▶ **WRITTEN REQUEST 1**
According to the interview excerpt, why was the first publication titled "Royal Armies of the Hyborean Age"?

>> BEGIN SOURCE EXCERPT

Eyecast Restoration: How did Fantasy Games Unlimited start and what were your first publications?

Scott Bizar: Like most game companies, I'm sure the idea came from seeing the games that were available at the time and not being fully satisfied with many of them. Though I did like Avalon Hill's board games (note that we did not initially do board games), I had been dissatisfied with many of the miniatures rules available.

My gaming group was primarily miniatures gamers who also played board games. RPGs were just beginning to appear with the first versions of Dungeons & Dragons. Having purchased a number of TSR products at a convention, we found "Chainmail" silly, did not like TSR's Martian rules (I'm a big Edgar Rice Burroughs fan and collector), and found D&D incomprehensible.

I had lived in Texas for a time and gamed with Scotty Bowden, who had published several sets of miniatures rules, none of which I really liked very much. My roommate at the time was Lin Carter, who was one of the Conan authors. With Lin to consult with, I set out to write miniatures rules for the Conan stories. That was our first publication: "Royal Armies of the Hyborean Age," which got its title because Lin "needed" a title beginning with the letter "R," as he tried to use all the letters at the start of his book titles. The playtesting with my own gaming group led others in the group to also begin work on their own rules for periods where they felt the need for improvement in the hobby. From this, we did "Legion" by Al Margolis (a professor of statistics) and "Broadsword" by George Schneider. Our other early titles were "Gladiators" and "Citadel," which were written by friends in the NY area.

ER: Was there much competition back then and how did you plan a niche?

SB: Back when we began (1975) there was not really much competition, nor were there many shops. As we were miniatures gamers by choice, we all believed that miniatures rules would outsell RPGs (which were just beginning). There were not really that many sets of miniatures rules written in the USA, and none of us really liked the British rules that all depended upon "referees or umpires"⁠—the style of gaming appeared to differ greatly between the US and the UK. So, our original "niche" would have been American miniatures rules, though that was always changing as our interests changed.

>> END SOURCE EXCERPT
>> BEGIN INPUT ROWS

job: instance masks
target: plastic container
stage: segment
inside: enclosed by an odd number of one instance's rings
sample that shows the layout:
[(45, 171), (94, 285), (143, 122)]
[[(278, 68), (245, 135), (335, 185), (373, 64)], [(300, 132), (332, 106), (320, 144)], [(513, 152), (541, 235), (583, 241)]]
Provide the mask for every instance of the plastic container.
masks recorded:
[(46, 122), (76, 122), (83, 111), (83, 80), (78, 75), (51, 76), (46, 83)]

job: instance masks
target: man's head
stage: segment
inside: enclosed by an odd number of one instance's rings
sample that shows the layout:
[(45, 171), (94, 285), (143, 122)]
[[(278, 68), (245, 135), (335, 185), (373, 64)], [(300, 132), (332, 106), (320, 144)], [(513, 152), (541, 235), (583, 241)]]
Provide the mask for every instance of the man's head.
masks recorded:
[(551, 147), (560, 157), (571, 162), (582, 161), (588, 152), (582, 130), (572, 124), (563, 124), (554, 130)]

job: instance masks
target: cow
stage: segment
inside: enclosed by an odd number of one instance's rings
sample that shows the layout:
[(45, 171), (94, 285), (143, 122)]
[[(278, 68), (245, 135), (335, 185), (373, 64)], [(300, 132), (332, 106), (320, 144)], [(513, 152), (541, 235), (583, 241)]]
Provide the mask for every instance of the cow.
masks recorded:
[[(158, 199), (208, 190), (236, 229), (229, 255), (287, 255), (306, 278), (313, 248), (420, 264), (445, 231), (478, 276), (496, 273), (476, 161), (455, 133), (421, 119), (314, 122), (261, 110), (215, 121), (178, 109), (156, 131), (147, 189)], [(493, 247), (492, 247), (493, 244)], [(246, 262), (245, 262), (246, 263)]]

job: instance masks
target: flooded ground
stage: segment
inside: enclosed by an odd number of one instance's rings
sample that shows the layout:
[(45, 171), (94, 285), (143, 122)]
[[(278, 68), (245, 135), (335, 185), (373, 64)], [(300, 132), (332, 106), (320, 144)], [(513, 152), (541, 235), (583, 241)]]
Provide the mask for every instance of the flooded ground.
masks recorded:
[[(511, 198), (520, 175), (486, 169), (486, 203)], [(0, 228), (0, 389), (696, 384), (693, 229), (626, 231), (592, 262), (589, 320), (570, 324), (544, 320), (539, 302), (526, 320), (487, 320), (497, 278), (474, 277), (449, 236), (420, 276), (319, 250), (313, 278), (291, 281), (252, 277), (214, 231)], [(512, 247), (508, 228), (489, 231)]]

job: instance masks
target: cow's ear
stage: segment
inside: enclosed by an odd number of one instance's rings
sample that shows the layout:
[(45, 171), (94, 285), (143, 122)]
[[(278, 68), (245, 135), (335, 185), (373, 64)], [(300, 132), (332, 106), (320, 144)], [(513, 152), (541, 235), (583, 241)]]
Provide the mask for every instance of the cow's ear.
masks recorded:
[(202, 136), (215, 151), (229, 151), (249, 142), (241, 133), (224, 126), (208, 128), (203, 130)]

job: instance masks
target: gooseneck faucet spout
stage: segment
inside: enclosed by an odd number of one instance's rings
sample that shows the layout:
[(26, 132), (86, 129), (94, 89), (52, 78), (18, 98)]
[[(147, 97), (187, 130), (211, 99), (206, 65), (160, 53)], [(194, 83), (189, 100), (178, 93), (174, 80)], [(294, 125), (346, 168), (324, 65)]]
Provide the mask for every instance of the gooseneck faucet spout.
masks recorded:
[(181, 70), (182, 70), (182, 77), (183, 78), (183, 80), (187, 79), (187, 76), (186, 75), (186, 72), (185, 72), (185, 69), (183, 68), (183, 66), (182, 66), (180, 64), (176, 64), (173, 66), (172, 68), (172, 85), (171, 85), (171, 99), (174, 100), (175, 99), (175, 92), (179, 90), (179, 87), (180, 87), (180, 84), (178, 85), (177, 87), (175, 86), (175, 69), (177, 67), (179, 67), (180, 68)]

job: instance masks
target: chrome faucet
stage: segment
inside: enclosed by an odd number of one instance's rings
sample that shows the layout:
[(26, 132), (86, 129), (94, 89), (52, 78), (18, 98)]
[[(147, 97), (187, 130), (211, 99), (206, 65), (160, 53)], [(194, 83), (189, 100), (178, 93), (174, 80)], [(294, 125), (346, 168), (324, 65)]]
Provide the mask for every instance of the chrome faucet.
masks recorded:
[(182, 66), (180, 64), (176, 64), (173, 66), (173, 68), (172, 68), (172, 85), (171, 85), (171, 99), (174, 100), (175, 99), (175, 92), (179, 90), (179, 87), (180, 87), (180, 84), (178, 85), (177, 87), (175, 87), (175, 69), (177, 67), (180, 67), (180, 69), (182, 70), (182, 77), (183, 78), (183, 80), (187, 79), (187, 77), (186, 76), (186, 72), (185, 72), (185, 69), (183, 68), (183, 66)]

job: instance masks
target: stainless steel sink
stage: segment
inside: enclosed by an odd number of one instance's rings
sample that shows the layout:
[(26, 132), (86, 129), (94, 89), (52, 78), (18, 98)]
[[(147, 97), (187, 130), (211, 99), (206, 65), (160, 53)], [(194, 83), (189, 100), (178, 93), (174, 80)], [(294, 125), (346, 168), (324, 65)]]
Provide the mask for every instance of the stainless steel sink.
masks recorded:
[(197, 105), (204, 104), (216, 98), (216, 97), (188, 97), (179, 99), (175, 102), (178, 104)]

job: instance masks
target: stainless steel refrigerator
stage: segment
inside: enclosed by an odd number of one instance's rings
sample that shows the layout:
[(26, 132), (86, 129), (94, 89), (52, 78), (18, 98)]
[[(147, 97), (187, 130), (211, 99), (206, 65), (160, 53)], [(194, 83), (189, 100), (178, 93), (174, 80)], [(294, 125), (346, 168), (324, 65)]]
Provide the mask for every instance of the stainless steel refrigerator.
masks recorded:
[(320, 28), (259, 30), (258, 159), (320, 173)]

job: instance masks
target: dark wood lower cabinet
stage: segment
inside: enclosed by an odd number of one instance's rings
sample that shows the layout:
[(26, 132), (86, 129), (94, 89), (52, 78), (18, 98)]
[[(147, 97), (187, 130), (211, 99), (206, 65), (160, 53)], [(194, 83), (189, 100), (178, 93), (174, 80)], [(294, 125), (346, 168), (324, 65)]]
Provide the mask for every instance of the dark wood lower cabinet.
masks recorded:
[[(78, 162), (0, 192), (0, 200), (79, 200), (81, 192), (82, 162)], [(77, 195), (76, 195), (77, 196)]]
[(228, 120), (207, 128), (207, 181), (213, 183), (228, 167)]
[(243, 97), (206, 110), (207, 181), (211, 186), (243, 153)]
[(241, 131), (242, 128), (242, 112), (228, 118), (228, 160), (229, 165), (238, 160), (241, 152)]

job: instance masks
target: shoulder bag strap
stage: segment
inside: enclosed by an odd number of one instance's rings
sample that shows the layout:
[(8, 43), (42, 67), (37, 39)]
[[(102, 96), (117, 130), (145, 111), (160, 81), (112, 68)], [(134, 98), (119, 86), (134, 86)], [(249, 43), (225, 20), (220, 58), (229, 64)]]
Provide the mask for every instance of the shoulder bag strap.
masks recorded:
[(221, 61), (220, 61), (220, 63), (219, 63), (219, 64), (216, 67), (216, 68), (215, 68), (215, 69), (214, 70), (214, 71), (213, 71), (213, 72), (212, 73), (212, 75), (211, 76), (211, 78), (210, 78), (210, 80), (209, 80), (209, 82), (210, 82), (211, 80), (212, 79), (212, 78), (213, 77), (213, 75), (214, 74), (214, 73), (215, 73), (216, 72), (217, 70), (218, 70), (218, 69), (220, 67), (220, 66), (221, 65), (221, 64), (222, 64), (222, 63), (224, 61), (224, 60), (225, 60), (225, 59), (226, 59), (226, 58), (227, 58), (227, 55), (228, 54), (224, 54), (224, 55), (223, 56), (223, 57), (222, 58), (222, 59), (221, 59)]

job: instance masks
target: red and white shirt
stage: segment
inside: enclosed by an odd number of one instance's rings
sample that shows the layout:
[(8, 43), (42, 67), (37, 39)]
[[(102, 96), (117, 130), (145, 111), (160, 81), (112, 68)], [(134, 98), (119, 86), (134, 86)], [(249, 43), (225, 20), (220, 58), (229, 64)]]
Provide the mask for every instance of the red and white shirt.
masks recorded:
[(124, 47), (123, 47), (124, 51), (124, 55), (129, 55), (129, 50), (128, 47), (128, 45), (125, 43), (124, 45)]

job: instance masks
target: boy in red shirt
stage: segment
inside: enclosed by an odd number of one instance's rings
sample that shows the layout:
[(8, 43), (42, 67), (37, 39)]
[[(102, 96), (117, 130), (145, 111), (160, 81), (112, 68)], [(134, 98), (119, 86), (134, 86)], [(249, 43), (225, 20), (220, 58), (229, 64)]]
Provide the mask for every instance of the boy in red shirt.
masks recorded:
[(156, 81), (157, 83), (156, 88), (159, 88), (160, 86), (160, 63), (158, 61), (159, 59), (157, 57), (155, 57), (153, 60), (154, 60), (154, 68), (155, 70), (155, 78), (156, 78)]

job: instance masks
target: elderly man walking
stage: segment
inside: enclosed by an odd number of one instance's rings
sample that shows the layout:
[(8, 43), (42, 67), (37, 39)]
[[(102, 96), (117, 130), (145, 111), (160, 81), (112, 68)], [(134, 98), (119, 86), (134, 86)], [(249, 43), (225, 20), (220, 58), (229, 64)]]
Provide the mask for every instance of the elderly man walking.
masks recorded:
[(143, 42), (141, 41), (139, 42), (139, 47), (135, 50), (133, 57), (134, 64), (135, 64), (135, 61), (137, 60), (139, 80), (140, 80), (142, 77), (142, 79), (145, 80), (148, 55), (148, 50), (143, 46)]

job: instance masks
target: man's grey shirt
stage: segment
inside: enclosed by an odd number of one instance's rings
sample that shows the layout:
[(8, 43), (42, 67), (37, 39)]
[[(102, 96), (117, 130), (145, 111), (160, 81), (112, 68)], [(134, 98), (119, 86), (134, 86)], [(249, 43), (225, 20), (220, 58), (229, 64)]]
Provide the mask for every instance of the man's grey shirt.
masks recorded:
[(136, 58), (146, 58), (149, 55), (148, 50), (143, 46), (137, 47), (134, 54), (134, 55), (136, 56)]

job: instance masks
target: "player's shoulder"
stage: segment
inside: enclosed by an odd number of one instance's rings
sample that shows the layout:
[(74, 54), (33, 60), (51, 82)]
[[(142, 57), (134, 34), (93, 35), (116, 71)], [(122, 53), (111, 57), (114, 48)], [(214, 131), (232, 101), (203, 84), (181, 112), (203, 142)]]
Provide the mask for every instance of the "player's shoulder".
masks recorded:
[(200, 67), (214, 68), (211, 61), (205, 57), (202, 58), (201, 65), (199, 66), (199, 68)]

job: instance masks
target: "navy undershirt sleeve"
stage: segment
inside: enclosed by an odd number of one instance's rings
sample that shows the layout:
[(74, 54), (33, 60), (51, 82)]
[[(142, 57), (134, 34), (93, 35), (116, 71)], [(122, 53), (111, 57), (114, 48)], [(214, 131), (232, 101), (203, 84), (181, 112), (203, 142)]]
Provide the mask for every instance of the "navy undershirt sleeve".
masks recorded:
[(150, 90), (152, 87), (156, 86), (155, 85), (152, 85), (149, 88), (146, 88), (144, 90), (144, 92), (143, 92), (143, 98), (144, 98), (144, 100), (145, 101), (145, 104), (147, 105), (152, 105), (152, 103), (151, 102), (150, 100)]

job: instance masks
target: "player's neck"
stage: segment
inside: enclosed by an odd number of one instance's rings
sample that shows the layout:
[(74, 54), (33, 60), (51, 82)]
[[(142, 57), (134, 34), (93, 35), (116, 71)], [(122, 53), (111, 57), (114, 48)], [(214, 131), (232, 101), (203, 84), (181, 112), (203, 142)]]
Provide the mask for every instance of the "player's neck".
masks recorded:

>> END INPUT ROWS

▶ **WRITTEN REQUEST 2**
Extract the rows above verbatim, from their start through the line that contains "76), (46, 83)]", with both ends included.

▶ **EXPECTED ANSWER 1**
The title was chosen because Lin Carter "needed" a title beginning with the letter "R." He was trying to use all the letters at the start of his book titles.

▶ **EXPECTED ANSWER 2**
job: instance masks
target: plastic container
stage: segment
inside: enclosed by an odd number of one instance's rings
sample that shows the layout:
[(45, 171), (94, 285), (143, 122)]
[[(278, 68), (245, 135), (335, 185), (373, 64)], [(300, 132), (332, 106), (320, 144)], [(513, 152), (541, 235), (583, 241)]]
Provide the mask for every instance of the plastic container.
masks recorded:
[(46, 122), (76, 122), (83, 111), (83, 80), (78, 75), (51, 76), (46, 83)]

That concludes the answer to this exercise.